_Aim_: Reproduce every line of the entries below, requests included. Rescale only the answer coordinates by multiplying each by 2.3 and rounding to whole numbers (halves up), keep the sample coordinates in the requests as they are, and omit the pictures.

Entries from a dataset
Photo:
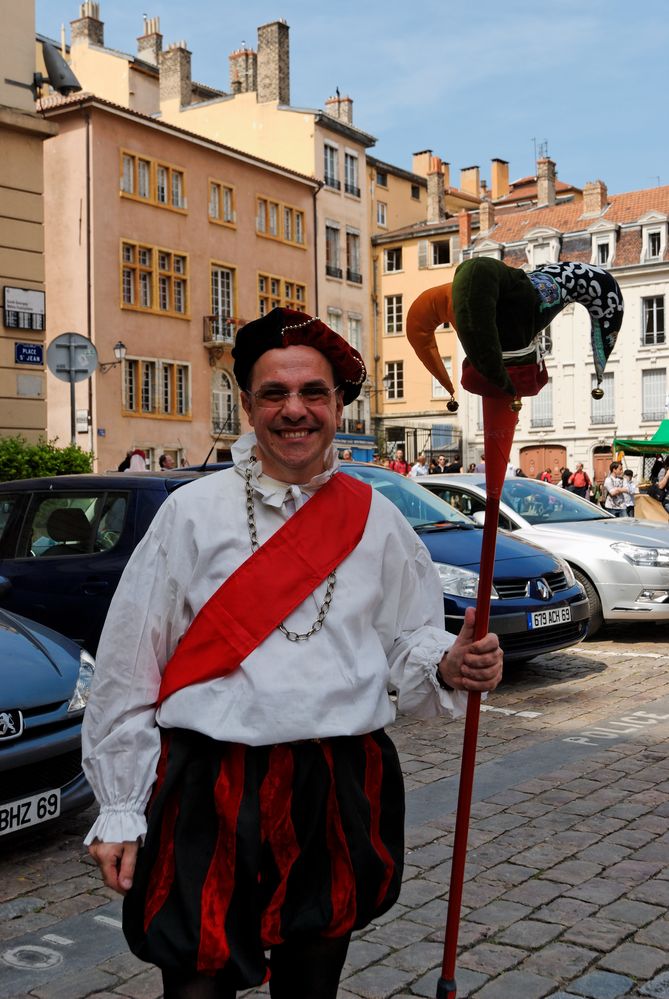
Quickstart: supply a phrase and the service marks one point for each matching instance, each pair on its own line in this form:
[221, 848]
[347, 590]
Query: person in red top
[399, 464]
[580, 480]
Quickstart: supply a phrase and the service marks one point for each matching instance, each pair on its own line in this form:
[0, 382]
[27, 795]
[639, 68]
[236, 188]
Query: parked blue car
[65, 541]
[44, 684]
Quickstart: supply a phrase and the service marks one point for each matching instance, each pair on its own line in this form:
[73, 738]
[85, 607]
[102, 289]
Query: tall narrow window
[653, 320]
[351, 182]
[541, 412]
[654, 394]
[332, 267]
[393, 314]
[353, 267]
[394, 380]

_Finished exercise_:
Photo:
Quickstart: supply a phrase and the service marks one point for each matching instance, each pair on its own line in this form:
[221, 848]
[347, 590]
Query: person in red top
[918, 1067]
[1334, 1104]
Quickstart: supply a phrase and the service marks one point for each matching instance, each pair on its own line in this form:
[0, 382]
[27, 795]
[639, 68]
[236, 188]
Query: parked blue car
[150, 1244]
[101, 1573]
Quickstart: supply a phrase and the service marks one point for each matching instance, each pair on its own line in this form:
[73, 738]
[85, 607]
[102, 289]
Query: tall narrow window
[1502, 736]
[807, 419]
[1244, 948]
[1504, 906]
[764, 614]
[904, 722]
[812, 614]
[906, 874]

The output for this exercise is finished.